***** Фрагмент документа

Кинематограф богат историческими фильмами, которые к реальной истории имеют весьма поверхностное отношение: «Троя», «Гладиатор», «Спасти рядового Райана», «Пёрл-Харбор». Экранизация одноимённой графической новеллы Фрэнка Миллера о кровопролитной битве спартанцев с персами при Фермопилах – не исключение. Зак Снайдер со знанием и вкусом визуализирует комикс, а не летописи и учебники истории.
Сражение, произошедшее в ходе греко-персидской войны, когда Персия проводила имперскую экспансию, изображено поразительно зрелищно. Очевидно, Снайдер серьёзно одержим иллюстрацией дикого противостояния трёхсот спартанцев против бесчисленной армии персов. И плевать Голливуд хотел, что на поле битвы греков было несколько тысяч, а не пара сотен. Для кино важен образ – триумф храбрости над превосходством деспотичного противника. Эпос «300 спартанцев» не об истории. Киноделы романтизируют идеалы.

**********
***** Выдержка из данных

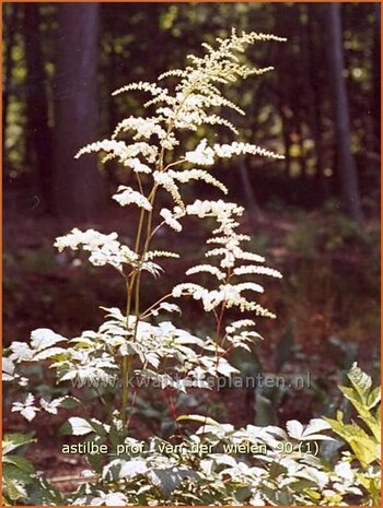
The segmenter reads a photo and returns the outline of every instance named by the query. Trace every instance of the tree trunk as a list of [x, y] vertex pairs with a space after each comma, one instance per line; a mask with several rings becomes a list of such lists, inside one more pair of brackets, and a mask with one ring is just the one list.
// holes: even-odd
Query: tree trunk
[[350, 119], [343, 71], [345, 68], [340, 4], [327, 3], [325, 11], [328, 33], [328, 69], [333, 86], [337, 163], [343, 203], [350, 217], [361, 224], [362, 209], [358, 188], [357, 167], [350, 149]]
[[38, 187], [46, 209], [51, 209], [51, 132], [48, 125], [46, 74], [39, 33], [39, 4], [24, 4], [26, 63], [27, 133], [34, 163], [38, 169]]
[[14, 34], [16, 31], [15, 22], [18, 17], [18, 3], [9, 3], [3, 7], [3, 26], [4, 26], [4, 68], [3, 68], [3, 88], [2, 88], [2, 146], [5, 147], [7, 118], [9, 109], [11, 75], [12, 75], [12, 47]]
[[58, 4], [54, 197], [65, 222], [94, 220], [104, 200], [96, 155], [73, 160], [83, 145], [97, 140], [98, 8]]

**********

Поставленные задачи:
[1] Повторите дословно часть фрагмента документа, начиная со слов «Кинематограф богат историческими» и продолжая до слов «Киноделы романтизируют идеалы.».
[2] Объясните по фрагменту документа, почему в фильме греков всего триста, хотя на поле битвы их было несколько тысяч.
[3] Ответьте на вопросы по фрагменту документа:
(а) Чья графическая новелла легла в основу фильма?
(б) В ходе какой войны произошло сражение при Фермопилах?
(в) Кто визуализирует комикс?

Ответы по задачам:
[1]
Кинематограф богат историческими фильмами, которые к реальной истории имеют весьма поверхностное отношение: «Троя», «Гладиатор», «Спасти рядового Райана», «Пёрл-Харбор». Экранизация одноимённой графической новеллы Фрэнка Миллера о кровопролитной битве спартанцев с персами при Фермопилах – не исключение. Зак Снайдер со знанием и вкусом визуализирует комикс, а не летописи и учебники истории.
Сражение, произошедшее в ходе греко-персидской войны, когда Персия проводила имперскую экспансию, изображено поразительно зрелищно. Очевидно, Снайдер серьёзно одержим иллюстрацией дикого противостояния трёхсот спартанцев против бесчисленной армии персов. И плевать Голливуд хотел, что на поле битвы греков было несколько тысяч, а не пара сотен. Для кино важен образ – триумф храбрости над превосходством деспотичного противника. Эпос «300 спартанцев» не об истории. Киноделы романтизируют идеалы.

[2] Для кино важен образ: триумф храбрости над превосходством деспотичного противника. Фильм не об истории, а его создатели романтизируют идеалы.

[3]
(а) Фрэнка Миллера.
(б) В ходе греко-персидской войны.
(в) Зак Снайдер.